WHAT THE EXERCISE ASKS – Which lines in the entries below contain the string "person"? Pull out each of those lines, treating uppercase and lowercase as different.

RECORD LIST –

........

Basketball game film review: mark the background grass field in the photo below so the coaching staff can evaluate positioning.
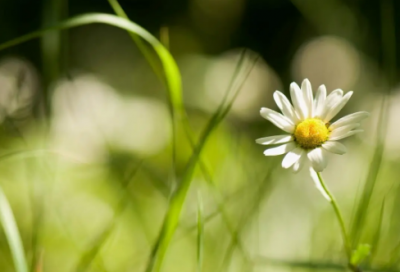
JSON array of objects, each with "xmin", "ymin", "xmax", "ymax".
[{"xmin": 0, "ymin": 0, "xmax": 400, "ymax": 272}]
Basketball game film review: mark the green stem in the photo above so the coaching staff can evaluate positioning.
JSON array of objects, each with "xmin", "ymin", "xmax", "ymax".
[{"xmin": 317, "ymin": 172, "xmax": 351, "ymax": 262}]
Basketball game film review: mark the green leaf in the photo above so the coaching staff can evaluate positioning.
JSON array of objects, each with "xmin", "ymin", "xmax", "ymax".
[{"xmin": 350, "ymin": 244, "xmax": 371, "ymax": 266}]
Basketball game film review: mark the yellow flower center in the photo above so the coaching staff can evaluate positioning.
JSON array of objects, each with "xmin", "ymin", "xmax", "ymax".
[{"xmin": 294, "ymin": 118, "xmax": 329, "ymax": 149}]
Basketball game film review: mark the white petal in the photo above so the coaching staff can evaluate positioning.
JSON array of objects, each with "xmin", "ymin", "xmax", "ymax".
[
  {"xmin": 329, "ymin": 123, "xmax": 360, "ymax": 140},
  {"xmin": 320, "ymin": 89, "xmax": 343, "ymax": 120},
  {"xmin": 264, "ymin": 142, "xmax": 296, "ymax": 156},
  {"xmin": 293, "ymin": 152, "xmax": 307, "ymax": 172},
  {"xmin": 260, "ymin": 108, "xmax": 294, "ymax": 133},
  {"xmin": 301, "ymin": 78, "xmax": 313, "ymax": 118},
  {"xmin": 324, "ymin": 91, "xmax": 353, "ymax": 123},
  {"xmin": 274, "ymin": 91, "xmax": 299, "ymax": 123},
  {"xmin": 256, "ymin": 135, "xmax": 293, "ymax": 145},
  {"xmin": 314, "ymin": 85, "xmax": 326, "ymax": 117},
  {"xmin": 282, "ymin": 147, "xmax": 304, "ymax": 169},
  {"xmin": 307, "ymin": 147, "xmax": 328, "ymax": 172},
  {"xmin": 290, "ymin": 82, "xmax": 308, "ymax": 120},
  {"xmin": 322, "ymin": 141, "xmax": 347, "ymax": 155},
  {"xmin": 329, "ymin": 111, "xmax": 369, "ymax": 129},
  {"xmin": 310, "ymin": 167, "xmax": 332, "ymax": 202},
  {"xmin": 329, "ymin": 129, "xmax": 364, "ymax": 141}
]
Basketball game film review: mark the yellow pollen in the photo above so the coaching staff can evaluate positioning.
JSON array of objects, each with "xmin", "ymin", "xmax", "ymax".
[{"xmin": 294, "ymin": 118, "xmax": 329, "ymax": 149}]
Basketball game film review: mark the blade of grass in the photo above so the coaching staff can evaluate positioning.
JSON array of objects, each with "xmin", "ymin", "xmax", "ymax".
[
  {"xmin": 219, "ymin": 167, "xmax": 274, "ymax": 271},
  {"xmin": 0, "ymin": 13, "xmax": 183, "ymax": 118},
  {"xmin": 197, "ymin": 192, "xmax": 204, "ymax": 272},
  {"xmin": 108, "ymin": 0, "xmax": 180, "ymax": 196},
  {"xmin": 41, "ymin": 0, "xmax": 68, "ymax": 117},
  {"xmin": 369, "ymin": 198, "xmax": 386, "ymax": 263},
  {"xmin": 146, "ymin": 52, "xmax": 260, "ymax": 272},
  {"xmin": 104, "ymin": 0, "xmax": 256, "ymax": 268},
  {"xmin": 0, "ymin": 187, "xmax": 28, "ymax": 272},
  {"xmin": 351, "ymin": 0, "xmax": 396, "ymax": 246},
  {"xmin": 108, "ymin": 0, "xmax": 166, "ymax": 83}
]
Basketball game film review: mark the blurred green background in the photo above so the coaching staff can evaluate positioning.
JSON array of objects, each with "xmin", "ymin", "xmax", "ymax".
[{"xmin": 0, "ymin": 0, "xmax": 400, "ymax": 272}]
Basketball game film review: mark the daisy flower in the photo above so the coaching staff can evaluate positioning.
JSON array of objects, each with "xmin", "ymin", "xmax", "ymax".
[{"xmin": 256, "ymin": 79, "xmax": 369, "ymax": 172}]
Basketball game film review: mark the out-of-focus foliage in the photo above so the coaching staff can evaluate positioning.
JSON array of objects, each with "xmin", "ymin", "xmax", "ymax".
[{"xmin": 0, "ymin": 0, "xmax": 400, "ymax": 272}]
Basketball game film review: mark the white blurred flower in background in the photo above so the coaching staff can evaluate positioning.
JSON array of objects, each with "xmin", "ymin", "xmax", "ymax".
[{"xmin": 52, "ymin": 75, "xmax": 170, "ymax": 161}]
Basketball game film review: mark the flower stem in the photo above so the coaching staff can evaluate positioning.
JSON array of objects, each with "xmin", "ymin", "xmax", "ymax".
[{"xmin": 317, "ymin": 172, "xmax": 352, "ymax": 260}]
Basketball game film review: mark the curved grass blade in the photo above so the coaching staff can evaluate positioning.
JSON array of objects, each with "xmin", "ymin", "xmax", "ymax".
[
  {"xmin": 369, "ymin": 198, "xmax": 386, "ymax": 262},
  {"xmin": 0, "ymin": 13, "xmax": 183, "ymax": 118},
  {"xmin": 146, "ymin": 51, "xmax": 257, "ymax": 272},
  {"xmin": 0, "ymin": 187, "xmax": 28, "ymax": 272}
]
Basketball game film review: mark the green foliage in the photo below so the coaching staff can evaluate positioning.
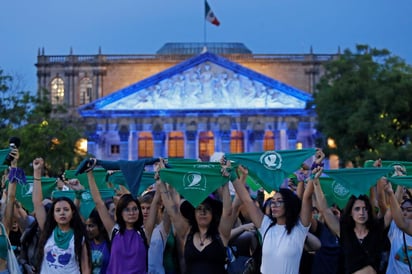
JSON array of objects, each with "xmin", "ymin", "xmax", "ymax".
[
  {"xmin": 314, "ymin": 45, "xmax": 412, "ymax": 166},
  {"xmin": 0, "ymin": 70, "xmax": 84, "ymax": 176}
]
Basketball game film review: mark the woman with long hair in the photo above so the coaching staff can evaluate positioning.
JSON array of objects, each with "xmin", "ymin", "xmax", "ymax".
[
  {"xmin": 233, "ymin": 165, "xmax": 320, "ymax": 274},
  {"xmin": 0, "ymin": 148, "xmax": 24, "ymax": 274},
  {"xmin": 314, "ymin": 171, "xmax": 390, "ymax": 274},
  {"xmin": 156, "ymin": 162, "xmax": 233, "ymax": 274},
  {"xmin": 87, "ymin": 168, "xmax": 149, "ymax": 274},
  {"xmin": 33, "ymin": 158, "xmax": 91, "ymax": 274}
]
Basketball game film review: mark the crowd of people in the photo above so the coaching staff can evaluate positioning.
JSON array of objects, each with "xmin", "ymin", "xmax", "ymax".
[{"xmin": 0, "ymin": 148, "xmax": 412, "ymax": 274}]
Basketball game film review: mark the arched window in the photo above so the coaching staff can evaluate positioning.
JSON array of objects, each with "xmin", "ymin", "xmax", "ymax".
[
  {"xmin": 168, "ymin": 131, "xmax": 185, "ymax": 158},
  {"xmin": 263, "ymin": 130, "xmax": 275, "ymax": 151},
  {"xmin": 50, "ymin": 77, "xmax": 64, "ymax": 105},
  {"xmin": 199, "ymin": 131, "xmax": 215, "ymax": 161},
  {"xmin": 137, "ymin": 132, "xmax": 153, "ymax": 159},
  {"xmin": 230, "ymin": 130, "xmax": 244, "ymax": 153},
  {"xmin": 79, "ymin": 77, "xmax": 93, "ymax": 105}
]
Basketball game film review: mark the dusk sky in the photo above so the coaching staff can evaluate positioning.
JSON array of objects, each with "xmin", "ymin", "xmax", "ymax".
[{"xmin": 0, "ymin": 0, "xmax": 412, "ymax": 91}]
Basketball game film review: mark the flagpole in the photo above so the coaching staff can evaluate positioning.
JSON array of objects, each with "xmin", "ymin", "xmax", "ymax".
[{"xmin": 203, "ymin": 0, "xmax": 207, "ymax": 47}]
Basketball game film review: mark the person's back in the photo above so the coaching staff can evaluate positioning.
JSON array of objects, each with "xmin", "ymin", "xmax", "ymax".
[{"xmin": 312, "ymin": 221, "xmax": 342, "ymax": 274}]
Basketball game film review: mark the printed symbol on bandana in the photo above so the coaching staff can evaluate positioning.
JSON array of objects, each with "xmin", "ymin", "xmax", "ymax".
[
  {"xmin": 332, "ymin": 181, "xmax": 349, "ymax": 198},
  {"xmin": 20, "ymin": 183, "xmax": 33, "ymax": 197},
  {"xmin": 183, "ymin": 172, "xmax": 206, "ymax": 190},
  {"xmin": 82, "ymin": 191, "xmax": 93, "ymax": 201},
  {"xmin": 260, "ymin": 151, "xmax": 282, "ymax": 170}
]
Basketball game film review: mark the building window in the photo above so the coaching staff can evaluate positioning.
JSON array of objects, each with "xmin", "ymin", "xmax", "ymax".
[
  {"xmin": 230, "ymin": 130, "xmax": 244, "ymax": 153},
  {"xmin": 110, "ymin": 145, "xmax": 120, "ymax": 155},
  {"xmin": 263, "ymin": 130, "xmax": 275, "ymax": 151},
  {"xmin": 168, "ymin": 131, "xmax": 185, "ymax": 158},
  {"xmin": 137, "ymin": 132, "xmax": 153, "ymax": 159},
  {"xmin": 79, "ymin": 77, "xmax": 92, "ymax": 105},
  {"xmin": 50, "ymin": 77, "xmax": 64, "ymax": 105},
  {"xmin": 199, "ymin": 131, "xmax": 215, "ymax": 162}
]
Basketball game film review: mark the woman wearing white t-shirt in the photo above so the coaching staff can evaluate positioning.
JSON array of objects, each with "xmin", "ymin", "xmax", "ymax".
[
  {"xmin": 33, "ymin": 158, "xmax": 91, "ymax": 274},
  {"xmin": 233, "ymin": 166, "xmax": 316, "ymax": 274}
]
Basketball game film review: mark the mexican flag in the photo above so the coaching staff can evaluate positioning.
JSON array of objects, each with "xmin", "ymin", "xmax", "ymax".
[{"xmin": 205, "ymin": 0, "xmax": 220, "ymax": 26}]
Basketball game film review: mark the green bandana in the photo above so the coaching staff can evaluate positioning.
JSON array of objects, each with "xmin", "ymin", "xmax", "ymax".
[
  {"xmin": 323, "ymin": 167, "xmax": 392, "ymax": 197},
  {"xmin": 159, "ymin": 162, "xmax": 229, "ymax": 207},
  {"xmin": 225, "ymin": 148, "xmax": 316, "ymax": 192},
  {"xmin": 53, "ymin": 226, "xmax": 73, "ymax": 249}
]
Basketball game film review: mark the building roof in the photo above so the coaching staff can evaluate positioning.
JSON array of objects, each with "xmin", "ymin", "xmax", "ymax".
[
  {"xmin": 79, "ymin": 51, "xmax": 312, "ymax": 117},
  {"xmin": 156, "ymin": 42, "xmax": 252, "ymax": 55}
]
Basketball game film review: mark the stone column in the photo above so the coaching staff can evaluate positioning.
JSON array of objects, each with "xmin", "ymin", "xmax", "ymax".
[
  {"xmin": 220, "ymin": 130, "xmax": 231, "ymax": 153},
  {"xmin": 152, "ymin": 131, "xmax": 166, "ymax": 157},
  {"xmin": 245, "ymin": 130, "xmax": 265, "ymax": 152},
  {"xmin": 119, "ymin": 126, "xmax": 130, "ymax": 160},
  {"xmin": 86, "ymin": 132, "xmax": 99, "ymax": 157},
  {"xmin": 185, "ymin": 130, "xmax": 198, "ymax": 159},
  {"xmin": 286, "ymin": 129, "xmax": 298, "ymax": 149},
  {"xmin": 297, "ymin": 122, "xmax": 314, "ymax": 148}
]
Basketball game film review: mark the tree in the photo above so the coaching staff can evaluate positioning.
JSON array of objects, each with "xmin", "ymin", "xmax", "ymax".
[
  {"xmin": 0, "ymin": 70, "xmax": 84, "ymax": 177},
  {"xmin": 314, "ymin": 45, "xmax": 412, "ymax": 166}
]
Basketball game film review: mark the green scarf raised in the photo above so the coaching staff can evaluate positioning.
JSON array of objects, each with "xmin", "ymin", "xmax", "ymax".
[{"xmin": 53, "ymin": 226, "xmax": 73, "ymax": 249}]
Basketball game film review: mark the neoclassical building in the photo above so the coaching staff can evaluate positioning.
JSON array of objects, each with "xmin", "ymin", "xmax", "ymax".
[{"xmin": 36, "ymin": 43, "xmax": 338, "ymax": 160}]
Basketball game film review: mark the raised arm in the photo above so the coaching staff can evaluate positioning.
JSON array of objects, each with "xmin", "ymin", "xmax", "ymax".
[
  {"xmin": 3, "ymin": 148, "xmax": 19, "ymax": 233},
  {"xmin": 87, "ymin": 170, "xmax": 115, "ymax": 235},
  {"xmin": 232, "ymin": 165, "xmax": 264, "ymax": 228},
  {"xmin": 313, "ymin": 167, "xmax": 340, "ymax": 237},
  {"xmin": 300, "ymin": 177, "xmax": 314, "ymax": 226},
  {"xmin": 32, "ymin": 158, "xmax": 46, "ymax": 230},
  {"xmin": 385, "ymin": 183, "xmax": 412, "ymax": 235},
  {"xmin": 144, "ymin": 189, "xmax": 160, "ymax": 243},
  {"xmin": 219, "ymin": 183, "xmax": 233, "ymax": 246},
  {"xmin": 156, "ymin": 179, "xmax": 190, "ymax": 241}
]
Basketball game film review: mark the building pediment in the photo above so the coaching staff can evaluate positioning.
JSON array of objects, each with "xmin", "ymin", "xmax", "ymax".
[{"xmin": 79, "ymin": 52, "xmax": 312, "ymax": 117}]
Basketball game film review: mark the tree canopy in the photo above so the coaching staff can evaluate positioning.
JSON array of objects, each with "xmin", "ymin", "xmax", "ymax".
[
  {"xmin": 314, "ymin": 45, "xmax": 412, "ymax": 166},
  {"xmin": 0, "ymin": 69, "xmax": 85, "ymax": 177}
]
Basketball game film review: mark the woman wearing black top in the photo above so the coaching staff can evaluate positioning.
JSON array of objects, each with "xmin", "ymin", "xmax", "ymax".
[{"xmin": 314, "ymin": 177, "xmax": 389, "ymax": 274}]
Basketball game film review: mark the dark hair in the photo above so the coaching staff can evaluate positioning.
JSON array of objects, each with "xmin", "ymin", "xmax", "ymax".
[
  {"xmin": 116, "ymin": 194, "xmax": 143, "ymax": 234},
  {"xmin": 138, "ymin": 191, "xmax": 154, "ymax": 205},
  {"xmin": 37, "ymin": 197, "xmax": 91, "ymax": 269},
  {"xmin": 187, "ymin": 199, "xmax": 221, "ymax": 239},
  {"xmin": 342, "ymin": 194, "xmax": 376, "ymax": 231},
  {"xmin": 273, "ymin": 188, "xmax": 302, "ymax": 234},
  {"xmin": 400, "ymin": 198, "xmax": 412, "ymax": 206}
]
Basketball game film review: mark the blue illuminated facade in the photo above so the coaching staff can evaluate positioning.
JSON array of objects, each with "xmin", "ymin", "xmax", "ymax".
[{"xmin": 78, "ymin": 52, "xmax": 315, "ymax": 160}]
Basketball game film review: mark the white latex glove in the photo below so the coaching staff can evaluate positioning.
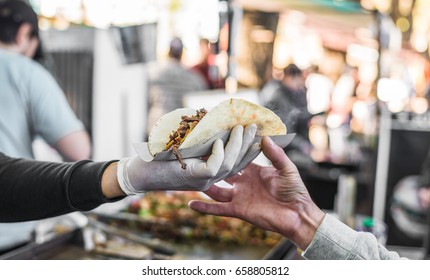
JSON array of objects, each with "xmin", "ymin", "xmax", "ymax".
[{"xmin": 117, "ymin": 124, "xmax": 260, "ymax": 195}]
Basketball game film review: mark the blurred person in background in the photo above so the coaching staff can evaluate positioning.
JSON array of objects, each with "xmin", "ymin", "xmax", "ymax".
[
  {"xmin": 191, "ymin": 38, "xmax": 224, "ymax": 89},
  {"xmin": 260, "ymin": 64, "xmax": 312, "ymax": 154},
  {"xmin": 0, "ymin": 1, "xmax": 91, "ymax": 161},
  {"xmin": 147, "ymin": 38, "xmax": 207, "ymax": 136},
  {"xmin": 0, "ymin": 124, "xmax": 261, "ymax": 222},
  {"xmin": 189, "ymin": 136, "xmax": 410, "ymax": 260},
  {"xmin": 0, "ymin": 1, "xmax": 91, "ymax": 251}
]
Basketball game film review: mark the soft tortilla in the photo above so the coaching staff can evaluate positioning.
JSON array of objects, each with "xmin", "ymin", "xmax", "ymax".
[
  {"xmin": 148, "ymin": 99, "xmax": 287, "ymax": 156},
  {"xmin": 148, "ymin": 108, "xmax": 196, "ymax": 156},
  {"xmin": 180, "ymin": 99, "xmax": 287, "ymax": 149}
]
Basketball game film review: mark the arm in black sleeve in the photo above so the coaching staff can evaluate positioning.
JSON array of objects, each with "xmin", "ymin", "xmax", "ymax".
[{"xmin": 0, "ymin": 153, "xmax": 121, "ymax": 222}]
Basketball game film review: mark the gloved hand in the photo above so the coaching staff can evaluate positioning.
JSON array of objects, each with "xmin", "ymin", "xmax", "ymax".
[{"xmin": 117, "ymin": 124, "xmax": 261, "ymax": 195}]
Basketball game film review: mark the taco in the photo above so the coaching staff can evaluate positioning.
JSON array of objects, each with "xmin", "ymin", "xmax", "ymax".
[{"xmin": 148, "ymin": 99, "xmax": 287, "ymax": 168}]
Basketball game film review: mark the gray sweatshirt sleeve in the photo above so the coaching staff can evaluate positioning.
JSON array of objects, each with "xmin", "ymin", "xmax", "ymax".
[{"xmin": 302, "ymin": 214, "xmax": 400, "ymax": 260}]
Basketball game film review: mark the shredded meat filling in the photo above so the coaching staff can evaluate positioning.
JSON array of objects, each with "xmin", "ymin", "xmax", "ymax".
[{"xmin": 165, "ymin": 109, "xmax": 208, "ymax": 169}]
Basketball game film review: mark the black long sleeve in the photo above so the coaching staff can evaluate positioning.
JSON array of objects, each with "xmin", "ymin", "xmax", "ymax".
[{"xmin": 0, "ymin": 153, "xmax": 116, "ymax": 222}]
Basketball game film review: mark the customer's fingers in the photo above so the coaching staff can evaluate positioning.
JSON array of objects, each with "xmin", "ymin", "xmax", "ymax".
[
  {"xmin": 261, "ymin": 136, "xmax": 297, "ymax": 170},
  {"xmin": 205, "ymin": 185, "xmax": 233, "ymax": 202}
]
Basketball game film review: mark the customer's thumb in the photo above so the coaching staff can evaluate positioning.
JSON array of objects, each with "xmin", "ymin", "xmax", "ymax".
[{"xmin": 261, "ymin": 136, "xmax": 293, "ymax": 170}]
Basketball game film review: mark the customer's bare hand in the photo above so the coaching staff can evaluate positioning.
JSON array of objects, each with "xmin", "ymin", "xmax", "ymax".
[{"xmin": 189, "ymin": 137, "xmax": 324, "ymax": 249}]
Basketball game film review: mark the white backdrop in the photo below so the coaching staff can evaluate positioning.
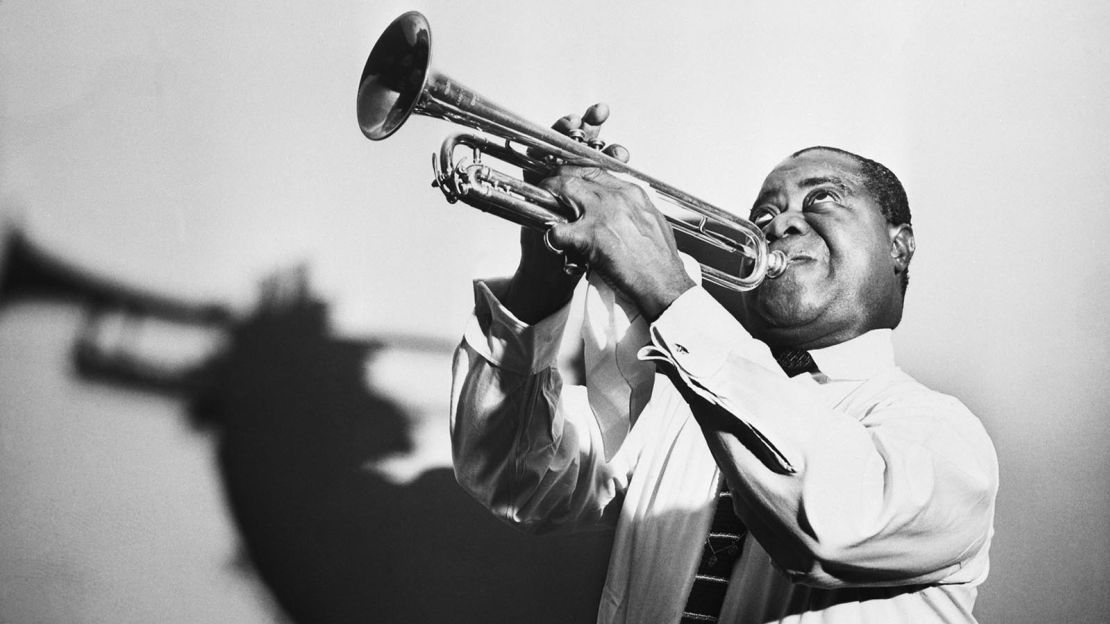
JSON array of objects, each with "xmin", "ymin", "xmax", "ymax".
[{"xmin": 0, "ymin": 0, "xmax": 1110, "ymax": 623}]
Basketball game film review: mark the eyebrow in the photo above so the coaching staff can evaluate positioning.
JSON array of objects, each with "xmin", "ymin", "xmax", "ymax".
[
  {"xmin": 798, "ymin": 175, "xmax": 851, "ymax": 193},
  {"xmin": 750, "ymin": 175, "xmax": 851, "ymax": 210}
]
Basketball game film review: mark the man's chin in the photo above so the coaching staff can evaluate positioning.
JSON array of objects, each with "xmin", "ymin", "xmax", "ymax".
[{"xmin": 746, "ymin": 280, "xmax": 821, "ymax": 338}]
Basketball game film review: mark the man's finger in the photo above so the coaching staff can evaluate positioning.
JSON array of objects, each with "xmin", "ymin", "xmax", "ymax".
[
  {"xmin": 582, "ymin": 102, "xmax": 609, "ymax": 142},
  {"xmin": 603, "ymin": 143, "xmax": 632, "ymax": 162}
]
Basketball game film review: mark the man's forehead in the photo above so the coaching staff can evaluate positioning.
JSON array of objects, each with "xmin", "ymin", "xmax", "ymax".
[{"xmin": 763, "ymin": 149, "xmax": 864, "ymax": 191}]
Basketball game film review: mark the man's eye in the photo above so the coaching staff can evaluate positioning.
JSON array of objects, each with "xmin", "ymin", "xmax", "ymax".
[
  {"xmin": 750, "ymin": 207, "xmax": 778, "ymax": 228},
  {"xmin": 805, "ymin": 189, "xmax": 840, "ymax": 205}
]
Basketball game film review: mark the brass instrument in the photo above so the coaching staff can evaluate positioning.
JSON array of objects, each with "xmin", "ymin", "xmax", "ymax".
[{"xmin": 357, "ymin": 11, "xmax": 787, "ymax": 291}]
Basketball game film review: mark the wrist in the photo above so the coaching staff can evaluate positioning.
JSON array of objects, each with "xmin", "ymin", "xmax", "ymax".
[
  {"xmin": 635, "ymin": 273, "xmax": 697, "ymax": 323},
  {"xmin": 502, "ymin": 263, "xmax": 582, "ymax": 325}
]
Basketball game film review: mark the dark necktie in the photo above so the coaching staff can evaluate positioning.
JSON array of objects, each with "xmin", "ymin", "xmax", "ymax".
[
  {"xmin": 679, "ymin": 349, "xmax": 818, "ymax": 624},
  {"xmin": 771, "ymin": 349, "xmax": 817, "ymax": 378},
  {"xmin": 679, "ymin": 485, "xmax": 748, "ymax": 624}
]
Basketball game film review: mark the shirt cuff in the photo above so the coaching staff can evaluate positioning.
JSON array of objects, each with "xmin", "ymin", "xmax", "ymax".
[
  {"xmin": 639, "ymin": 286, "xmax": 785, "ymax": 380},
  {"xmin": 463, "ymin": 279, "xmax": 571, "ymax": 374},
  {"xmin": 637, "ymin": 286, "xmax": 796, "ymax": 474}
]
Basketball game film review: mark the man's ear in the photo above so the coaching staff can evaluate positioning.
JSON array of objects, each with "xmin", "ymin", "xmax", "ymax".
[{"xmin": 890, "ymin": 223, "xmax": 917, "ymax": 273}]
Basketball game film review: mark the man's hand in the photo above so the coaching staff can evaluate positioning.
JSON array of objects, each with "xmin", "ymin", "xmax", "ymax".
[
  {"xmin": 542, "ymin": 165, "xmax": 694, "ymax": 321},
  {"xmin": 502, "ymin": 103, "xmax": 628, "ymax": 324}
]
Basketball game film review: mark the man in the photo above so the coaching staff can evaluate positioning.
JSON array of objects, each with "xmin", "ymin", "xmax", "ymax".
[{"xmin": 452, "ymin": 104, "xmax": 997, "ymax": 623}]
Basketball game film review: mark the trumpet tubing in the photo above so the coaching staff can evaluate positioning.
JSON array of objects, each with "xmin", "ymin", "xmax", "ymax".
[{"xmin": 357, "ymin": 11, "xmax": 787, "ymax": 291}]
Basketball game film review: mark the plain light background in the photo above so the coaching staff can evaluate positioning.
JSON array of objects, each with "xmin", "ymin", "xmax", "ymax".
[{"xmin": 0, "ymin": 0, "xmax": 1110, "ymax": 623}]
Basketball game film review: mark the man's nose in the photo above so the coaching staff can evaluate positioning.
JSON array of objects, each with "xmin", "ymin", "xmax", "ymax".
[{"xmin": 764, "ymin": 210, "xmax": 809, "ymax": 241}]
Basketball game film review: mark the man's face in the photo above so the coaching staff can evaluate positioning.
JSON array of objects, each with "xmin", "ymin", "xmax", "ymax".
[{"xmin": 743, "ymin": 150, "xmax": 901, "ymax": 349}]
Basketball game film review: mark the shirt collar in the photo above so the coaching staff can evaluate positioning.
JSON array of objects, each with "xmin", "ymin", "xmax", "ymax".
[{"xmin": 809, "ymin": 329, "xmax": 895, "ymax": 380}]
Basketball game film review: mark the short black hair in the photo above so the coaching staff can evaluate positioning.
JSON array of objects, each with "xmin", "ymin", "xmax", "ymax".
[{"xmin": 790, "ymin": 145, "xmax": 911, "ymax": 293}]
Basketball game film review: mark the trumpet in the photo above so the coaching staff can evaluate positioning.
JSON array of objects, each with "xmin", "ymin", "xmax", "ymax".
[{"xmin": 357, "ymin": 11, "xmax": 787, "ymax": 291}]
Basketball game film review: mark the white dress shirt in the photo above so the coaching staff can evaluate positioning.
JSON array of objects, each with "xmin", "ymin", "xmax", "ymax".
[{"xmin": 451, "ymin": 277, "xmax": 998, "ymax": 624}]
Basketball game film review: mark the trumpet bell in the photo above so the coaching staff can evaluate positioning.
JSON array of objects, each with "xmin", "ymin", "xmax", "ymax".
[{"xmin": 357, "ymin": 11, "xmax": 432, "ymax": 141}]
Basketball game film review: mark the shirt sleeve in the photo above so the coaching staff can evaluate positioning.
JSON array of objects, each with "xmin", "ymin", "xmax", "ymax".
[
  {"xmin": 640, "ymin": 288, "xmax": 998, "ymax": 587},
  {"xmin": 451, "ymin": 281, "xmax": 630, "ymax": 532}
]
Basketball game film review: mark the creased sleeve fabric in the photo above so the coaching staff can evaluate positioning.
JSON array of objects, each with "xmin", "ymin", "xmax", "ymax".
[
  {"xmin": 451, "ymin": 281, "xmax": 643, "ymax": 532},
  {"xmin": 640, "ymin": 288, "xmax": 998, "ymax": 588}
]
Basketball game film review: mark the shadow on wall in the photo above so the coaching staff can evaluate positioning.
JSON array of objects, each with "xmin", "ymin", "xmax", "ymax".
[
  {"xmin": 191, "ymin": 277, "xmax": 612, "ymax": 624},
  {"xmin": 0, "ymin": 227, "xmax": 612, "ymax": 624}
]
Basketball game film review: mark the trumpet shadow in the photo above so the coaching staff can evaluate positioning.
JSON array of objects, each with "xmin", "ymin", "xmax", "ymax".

........

OUTPUT –
Basketball game film review: mark the person's back in the photo above so the coaching staff can evaluate positioning.
Basketball game film review: mark the blurred person in background in the photo above so the coaching staff can evaluate positioning.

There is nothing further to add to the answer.